* [EXERCISE INSTRUCTIONS]:
1) Answer these questions using the article about the canceled disability retirement benefit.
(a) How much is the benefit worth each year?
(b) Which body decided to deny continuation of the benefit?
(c) What must Layman submit if she wants to appeal?
2) List every activity that the article about the canceled disability retirement benefit says the former correction officer has taken part in in recent years.
3) Pick up the article about the canceled disability retirement benefit after its final sentence and continue it.

* [READING TEXT]:
■ ■ ■ ■ ■

State officials have decided to cut off a $28,692-a-year disability retirement benefit originally granted in 2000 to a 39-year-old former correction officer -- who, in recent years, has participated in bicycle racing and martial arts competitions, and has served as a volunteer firefighter and emergency medical technician.
In a decision released Monday, the state Medical Examining Board for Disability Retirement decided "to deny the continuation of service-connected disability benefits" for Gina Layman of Middlefield.
The case was the subject of a Sunday Government Watch column in The Courant, which can be read by clicking here. If Layman wants to appeal the decision, she needs to submit "medical documentation to support your appeal," according to a letter mailed to her Friday by the disability retirement unit of state Comptroller Nancy Wyman's office.

■ ■ ■ ■ ■

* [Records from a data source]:
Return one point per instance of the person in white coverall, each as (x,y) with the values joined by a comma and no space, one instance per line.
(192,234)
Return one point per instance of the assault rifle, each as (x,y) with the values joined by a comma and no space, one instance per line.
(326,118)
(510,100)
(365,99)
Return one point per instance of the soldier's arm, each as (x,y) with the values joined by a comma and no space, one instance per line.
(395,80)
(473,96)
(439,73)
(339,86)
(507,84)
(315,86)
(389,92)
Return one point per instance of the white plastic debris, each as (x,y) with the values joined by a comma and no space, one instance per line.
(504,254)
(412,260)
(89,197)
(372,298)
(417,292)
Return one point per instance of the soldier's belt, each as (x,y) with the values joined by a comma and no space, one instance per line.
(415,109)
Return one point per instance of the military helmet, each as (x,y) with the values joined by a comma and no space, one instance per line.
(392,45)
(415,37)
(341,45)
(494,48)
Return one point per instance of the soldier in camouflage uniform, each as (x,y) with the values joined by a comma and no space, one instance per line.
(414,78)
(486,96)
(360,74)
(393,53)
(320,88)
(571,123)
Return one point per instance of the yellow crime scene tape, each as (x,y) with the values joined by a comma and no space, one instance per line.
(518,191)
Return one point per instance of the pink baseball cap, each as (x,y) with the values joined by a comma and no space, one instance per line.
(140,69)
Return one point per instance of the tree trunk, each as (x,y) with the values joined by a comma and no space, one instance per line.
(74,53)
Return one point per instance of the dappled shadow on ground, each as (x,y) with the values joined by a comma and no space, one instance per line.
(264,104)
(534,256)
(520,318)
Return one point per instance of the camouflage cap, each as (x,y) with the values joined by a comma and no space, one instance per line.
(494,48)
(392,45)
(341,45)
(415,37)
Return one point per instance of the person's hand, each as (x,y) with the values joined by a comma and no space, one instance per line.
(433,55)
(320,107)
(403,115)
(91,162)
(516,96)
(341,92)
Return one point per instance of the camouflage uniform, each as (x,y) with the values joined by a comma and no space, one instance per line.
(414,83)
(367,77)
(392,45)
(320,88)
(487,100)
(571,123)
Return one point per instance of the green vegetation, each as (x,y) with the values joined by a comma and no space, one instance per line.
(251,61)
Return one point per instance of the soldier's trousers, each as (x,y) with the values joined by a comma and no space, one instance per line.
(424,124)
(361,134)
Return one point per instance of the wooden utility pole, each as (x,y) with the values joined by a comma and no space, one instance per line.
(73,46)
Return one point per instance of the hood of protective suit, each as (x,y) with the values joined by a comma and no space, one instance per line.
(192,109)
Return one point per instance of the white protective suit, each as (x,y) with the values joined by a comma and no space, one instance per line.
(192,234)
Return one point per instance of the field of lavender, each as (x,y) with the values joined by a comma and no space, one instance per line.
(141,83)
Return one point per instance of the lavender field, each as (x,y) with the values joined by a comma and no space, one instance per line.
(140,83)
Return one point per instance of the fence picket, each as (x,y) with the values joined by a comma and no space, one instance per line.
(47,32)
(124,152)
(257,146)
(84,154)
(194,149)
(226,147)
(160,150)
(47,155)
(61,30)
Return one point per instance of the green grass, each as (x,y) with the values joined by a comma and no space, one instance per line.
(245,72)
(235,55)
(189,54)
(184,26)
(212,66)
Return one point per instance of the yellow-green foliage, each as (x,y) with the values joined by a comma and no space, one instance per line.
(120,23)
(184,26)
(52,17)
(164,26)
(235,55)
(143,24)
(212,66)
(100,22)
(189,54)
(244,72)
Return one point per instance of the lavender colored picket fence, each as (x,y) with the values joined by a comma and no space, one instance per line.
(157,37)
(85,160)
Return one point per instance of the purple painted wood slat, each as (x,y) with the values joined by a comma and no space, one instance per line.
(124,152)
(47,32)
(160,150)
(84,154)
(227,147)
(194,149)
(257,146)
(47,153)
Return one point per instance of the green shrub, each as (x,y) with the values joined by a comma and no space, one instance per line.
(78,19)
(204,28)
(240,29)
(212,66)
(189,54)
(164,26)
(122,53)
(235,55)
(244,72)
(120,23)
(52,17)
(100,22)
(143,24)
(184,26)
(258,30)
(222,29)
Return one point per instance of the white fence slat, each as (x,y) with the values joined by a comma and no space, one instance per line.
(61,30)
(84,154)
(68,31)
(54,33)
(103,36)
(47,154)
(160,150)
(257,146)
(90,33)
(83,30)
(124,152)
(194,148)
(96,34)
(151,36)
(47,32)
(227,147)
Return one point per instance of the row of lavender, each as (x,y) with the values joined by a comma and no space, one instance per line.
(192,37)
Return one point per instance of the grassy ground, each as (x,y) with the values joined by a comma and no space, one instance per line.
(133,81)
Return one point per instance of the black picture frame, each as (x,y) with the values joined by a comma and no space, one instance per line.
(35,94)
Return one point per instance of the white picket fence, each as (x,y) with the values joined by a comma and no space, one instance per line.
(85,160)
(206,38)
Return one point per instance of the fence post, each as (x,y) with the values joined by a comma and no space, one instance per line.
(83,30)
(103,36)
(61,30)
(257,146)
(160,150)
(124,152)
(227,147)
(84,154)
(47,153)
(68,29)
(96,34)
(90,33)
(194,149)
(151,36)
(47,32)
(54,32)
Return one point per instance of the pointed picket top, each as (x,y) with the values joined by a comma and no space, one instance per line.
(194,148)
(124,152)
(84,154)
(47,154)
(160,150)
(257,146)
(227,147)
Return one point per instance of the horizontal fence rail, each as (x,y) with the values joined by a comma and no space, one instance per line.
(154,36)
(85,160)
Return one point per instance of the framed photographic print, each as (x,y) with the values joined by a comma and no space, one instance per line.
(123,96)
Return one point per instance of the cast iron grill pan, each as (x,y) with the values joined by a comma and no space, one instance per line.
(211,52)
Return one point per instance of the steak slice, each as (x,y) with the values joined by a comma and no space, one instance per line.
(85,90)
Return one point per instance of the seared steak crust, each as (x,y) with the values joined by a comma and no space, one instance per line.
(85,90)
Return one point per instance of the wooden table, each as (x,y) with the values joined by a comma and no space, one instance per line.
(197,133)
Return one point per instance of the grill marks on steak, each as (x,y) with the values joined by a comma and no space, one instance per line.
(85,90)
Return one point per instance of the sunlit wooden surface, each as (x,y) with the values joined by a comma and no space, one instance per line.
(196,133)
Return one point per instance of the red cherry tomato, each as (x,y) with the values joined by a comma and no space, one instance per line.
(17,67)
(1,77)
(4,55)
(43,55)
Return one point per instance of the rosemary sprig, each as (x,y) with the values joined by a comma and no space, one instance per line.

■ ■ ■ ■ ■

* [OUTPUTS FOR THE TASKS]:
1)
(a) $28,692 a year.
(b) The state Medical Examining Board for Disability Retirement.
(c) Medical documentation to support her appeal.

2)
- Bicycle racing
- Martial arts competitions
- Serving as a volunteer firefighter
- Serving as an emergency medical technician

3)
Reached for comment Monday, Layman said that she does plan to appeal. She also said she does not receive as much as the state said in writing that it pays her -- $2,391 per month, or $28,692 a year. "The decision is wrong," she said . "I'm appealing it. I have the union involved. I have attorneys involved. Other than that, leave me alone."
The comptroller's office will seek to recover all or part of the benefits Layman has received since April 2004, the time at which the medical examining board has now determined that she was "no longer permanently disabled," said Steve Jensen, a spokesman for Wyman.